How The Agile Coach Can Learn From The Special One

, Agile, Coach, development, Scrum

I am a big football (soccer for Americans) fan. I regularly attend matches for not only my team but others as well as watching any football I can find on TV. I love the game, and the thing I love most about the game is the managers. I am often asked by my girlfriend why it is that when a team is having a run of poor form, instead of replacing the 11 men on the field they fire and replace the one man off the field? Simple, he is there to facilitate them achieving all they can, removing any impediments that stand in their way, similar to an agile coach.

For example, any person who has made it to the rank of professional footballer has a good level of skill at the game. We can assume they are able to kick a ball in a straight line and know what they are doing. It is the manager however that coaches them at putting their requisite skills together in the right way, of freeing the team’s mind of anything else than how they can effortlessly do what they do best. By setting the team up in a way where they feel they are as prepared as possible and can use their skills in the fullest manner possible, things can be achieved (Blackpool and Holloway I am looking at you).

The “best” football possibly ever played was by The Ajax team from around 1970 - called Total Football. This tactical system can be stated as follows:

“Total Football” is the label for an influential theory of tactical association football in which any player can take over the role of any other player in the team.

Now to me that sounds like a team that is cross-functional! No specialisations, everybody able to pitch in where needed at any time and all working cohesively together towards a common “goal” (sorry for the pun!)

So why should I have mentioned this quite evidently obvious fact? Playing the best most attractive football won’t necessary win you matches. You have to work hard improving as a team before you can get there, you will not just become a team going from playing route one (hit it up field and hope) football to suddenly being a team that is playing such glorious football. You have to train the players in the right way, alter their thinking and work hard at it. More importantly perhaps, you have to get them into the habit of winning.

Records from a point labeling set

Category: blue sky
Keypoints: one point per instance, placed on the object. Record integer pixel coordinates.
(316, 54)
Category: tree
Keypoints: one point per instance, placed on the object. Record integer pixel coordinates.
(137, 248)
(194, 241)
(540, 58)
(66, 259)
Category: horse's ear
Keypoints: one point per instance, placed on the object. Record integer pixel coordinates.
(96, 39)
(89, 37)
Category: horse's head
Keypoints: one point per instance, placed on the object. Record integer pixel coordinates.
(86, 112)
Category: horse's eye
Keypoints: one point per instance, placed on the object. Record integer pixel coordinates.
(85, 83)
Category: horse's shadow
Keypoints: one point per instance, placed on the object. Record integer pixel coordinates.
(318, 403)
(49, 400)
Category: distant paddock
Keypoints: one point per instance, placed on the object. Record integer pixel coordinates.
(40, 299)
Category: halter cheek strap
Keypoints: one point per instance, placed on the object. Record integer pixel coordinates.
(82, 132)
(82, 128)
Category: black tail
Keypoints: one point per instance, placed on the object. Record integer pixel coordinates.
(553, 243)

Prompt 1: Can you sum up the football and agile coaching post in two sentences?
Prompt 2: Output the part of the rows that opens with the line containing "Category: halter cheek strap" and continues through the end of the rows, both ends included, as a JSON list of strings with one string per line and blank lines left out.

Correct answer 1: A football manager is compared to an agile coach, since both help a team achieve all it can by removing impediments and preparing players to use their skills as fully as possible. The Total Football of the Ajax team from around 1970, in which any player could take over the role of any other, is likened to a cross-functional team, though reaching that level takes hard work, the right training and a habit of winning.

Correct answer 2:
[
  "Category: halter cheek strap",
  "Keypoints: one point per instance, placed on the object. Record integer pixel coordinates.",
  "(82, 132)",
  "(82, 128)",
  "Category: black tail",
  "Keypoints: one point per instance, placed on the object. Record integer pixel coordinates.",
  "(553, 243)"
]